-- start of SUPPLIED RECORDS --

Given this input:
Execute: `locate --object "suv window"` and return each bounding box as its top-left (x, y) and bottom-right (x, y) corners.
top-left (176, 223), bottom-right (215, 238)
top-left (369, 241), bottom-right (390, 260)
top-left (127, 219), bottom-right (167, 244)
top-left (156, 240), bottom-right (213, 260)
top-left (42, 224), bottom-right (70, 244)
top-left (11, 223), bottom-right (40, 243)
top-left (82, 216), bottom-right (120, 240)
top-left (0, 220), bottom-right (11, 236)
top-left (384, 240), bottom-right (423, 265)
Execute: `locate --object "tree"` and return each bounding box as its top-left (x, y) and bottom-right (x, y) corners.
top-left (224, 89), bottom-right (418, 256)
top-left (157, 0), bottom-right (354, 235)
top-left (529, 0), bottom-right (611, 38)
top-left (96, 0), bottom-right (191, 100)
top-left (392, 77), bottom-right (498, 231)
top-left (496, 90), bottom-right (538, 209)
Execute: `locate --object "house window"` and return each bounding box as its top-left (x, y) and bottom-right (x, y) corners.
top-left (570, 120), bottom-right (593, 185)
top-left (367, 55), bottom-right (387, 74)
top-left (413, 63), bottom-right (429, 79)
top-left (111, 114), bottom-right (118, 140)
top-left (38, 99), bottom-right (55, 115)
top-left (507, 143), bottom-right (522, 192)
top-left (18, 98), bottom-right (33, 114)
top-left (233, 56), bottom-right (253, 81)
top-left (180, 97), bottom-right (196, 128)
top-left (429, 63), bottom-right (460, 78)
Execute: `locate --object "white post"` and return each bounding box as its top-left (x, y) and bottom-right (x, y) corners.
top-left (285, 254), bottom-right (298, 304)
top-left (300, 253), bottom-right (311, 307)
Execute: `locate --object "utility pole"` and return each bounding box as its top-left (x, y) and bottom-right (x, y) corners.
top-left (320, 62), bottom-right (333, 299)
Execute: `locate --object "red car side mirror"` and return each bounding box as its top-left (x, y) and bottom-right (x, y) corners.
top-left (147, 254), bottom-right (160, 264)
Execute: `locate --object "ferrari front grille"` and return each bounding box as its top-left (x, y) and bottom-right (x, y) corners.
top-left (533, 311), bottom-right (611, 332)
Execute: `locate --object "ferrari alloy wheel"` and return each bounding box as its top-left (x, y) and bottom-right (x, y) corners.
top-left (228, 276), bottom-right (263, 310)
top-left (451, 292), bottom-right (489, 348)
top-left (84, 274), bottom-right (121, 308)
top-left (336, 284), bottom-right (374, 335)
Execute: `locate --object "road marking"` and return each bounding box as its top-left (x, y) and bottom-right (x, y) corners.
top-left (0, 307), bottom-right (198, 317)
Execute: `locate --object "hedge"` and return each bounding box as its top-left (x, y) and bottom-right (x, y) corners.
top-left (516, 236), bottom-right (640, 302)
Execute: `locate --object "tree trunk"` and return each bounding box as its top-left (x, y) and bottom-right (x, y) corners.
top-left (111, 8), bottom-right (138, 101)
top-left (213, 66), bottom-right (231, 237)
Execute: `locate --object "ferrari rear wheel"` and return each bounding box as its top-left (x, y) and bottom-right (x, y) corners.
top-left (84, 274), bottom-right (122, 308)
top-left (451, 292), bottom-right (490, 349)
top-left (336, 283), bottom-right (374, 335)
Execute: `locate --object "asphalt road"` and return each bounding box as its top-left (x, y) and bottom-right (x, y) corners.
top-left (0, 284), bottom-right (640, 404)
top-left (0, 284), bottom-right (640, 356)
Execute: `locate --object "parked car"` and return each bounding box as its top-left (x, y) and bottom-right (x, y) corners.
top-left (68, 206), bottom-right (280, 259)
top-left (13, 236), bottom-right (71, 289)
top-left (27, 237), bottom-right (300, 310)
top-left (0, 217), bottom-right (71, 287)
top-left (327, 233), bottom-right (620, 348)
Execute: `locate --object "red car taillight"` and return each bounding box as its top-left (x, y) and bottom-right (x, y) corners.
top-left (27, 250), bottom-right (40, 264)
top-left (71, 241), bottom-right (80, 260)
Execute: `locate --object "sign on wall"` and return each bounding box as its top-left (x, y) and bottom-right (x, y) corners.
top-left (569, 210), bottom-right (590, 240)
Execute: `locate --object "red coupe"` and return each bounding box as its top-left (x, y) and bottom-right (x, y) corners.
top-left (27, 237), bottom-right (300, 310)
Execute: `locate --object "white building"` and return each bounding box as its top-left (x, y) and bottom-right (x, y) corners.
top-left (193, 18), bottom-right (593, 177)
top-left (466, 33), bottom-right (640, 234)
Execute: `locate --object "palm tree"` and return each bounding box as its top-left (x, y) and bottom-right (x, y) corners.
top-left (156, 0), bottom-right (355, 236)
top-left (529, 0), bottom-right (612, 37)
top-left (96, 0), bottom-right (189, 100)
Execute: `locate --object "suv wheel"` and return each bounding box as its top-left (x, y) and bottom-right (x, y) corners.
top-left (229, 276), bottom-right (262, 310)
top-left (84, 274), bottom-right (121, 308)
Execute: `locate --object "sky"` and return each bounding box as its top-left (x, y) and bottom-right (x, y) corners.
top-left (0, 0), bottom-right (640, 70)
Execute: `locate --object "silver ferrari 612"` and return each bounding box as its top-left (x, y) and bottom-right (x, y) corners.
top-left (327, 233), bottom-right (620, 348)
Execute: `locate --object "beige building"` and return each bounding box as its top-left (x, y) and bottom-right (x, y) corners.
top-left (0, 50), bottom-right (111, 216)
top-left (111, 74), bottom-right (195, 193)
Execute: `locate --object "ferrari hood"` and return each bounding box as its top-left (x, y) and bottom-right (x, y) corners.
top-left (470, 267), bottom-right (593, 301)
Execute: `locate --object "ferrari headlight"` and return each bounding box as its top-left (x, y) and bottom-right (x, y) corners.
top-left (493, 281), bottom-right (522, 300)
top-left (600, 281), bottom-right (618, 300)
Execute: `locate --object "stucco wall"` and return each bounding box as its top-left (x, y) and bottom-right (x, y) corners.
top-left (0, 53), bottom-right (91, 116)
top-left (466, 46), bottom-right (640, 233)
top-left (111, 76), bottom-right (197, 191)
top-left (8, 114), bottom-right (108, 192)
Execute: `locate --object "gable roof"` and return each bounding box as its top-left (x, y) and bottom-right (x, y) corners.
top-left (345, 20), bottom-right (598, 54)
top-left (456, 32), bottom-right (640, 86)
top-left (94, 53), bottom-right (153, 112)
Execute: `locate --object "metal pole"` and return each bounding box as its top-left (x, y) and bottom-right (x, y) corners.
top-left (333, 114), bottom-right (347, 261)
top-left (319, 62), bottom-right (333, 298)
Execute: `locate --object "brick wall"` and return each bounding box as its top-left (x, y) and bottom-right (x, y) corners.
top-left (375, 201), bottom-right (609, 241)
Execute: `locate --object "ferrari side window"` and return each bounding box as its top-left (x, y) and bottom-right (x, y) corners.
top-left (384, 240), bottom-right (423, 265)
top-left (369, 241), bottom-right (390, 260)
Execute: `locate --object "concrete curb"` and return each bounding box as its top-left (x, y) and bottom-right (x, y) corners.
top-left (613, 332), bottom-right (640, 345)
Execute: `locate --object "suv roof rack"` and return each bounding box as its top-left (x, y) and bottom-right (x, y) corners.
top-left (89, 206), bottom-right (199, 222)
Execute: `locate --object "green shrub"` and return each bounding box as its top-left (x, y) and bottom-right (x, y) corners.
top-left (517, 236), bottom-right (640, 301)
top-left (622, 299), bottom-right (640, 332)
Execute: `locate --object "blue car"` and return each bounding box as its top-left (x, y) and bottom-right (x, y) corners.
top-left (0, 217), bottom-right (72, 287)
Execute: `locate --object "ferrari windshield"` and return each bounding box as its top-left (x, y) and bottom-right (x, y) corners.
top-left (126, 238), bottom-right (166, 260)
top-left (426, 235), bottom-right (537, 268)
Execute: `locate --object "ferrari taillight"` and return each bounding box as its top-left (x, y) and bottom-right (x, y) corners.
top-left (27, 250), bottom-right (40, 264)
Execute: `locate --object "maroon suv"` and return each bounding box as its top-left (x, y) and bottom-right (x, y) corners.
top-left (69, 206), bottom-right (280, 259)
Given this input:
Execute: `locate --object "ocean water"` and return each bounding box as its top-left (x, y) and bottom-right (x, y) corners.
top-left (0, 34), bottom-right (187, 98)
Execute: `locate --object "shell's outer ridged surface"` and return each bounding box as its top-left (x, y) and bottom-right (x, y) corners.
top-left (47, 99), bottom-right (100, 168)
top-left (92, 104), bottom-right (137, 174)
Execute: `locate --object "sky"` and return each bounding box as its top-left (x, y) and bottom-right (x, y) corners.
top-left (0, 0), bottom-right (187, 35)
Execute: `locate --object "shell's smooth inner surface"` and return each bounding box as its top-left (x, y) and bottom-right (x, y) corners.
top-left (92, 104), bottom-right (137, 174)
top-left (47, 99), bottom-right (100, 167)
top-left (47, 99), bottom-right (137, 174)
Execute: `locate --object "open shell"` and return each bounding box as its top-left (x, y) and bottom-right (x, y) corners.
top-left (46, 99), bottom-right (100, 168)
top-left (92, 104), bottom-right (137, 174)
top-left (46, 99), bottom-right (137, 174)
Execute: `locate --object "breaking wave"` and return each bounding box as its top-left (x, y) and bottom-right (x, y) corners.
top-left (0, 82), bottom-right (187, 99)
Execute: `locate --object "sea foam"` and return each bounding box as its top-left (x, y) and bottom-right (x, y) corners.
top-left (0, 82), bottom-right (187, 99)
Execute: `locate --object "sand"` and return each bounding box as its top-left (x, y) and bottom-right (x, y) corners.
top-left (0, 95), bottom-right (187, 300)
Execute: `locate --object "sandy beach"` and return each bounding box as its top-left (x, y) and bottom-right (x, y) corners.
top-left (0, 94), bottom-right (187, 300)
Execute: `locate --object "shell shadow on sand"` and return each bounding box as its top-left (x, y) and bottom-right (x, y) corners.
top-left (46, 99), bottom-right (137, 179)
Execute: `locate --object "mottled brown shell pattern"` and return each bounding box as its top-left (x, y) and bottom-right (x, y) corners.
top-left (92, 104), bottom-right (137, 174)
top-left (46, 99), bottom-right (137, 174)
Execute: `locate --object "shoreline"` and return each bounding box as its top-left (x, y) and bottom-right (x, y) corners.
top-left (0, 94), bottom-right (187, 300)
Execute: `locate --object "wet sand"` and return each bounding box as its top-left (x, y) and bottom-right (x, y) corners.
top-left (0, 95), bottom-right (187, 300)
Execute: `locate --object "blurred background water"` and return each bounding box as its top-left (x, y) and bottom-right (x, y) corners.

-- end of SUPPLIED RECORDS --

Pull out each line of the records above that contains the word "surface". Copy those lines unchanged.

Execute: `locate --object "shell's outer ridged surface"` and return each bounding box as its top-left (x, y) and bottom-right (x, y) corners.
Execute: `locate --object "shell's smooth inner surface"` and return each bounding box as its top-left (x, y) and bottom-right (x, y) corners.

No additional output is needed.